>> START Given information
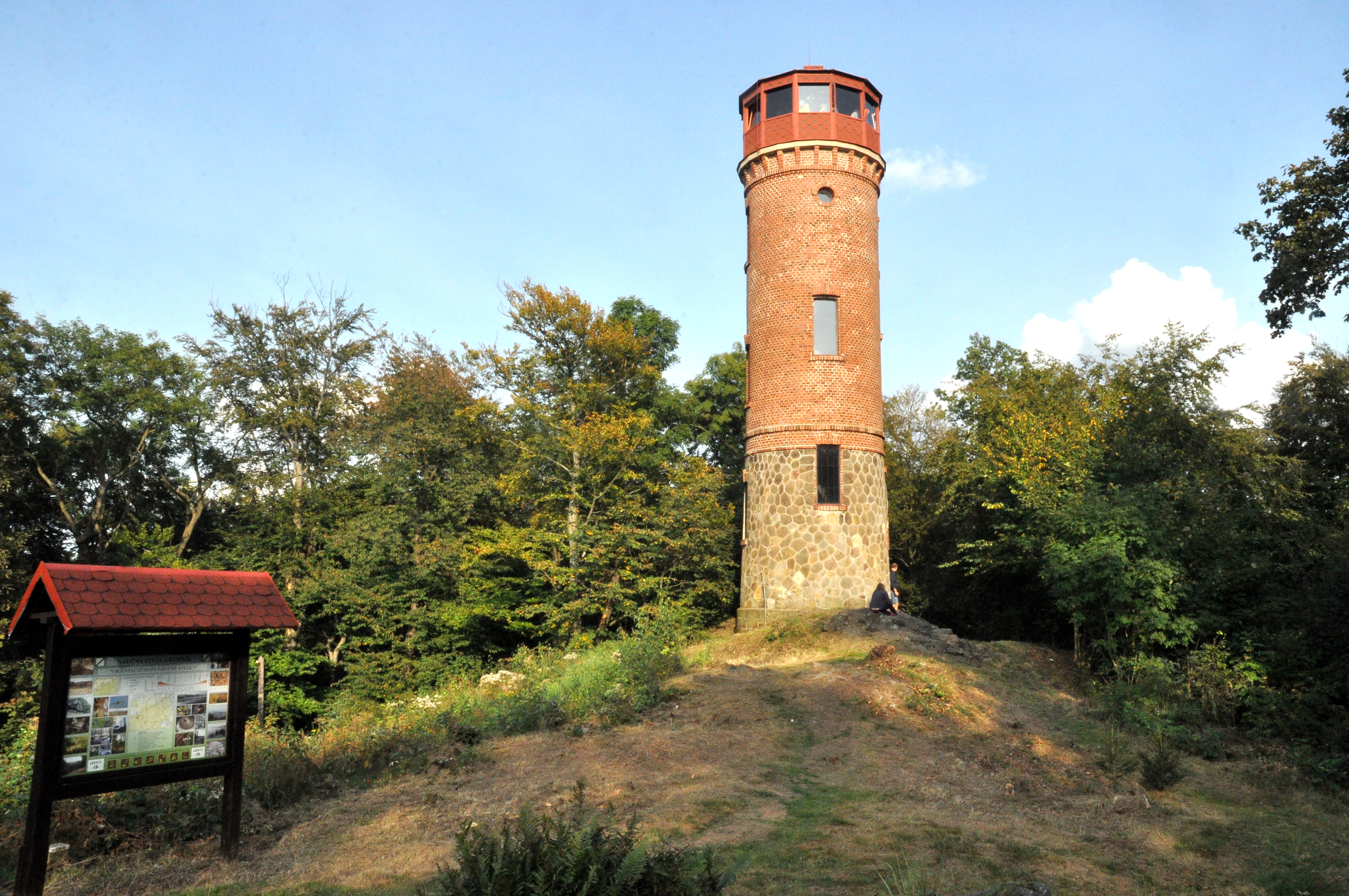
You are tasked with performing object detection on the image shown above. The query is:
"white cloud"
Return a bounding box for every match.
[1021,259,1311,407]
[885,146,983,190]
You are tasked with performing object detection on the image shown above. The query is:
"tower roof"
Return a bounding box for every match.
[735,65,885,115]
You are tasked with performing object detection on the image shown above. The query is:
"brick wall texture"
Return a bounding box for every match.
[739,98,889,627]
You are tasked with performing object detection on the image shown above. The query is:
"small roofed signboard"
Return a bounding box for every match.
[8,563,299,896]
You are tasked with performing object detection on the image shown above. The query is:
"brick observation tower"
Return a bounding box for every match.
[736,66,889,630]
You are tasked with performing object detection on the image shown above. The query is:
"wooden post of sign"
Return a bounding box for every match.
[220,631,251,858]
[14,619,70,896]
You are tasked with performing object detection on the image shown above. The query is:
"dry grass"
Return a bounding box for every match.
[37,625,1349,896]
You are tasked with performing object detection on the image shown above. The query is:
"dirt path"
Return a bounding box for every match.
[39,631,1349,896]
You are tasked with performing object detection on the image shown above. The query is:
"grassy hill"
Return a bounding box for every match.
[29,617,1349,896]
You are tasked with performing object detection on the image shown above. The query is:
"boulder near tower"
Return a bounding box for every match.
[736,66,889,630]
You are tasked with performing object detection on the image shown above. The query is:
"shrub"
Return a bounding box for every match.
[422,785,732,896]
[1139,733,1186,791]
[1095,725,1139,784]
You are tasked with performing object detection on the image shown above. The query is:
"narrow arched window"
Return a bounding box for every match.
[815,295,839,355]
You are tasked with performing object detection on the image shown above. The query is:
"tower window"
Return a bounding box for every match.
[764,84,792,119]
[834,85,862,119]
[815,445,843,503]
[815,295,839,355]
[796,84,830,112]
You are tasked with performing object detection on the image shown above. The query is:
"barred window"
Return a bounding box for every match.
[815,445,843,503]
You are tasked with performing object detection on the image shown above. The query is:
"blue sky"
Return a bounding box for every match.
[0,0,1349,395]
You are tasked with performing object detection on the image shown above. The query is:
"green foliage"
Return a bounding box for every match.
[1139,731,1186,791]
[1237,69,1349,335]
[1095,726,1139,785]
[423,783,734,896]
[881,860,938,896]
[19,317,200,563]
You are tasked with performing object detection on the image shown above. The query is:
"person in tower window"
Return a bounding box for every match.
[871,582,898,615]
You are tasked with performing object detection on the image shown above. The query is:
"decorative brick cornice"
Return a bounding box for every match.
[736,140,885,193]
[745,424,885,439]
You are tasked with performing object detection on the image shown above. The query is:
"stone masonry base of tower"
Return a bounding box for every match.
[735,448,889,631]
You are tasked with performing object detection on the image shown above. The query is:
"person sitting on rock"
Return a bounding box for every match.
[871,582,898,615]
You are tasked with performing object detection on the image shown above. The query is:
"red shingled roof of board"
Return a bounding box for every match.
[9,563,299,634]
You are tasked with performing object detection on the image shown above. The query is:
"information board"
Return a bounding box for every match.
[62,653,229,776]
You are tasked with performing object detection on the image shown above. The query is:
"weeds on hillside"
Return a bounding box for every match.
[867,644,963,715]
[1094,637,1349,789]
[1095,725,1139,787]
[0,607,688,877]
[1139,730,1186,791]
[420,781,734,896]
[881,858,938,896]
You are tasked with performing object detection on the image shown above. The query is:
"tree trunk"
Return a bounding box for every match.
>> END Given information
Recast the material as a two-column CSV with the headers prompt_text and answer_boxes, starting at the beginning of the material and stopping after the line that has "[14,619,70,896]". Give one row per text and its answer, with each in a single quoted field and its line breaks turned into spaces, and leave the pictures out.

prompt_text,answer_boxes
"You are tasked with performing object detection on the image shown above. The query is: ""white cloud"" Return a bounding box for every match.","[1021,259,1311,407] [885,146,983,190]"
"You are tasked with performing object detection on the image shown above. The query is: ""tower roof"" Return a bounding box for every match.","[735,65,885,115]"
"You are tasked with performing object detection on the image shown above. The query is: ""brick wall texture"" Return a bounding box for every match.","[739,98,889,627]"
"You are tasked with performing object detection on the image shown above. The query is: ""small roofed signboard"" Return a bounding box for every match.","[8,563,299,896]"
"You are tasked with performing object detection on the image shown above. The query is: ""brick observation tower"" Return a bounding box for every match.","[736,66,889,630]"
"You are tasked with performing object detection on the image shown above. The query is: ""wooden post of sign"" Return a bounding box for every match.","[220,631,251,858] [14,619,70,896]"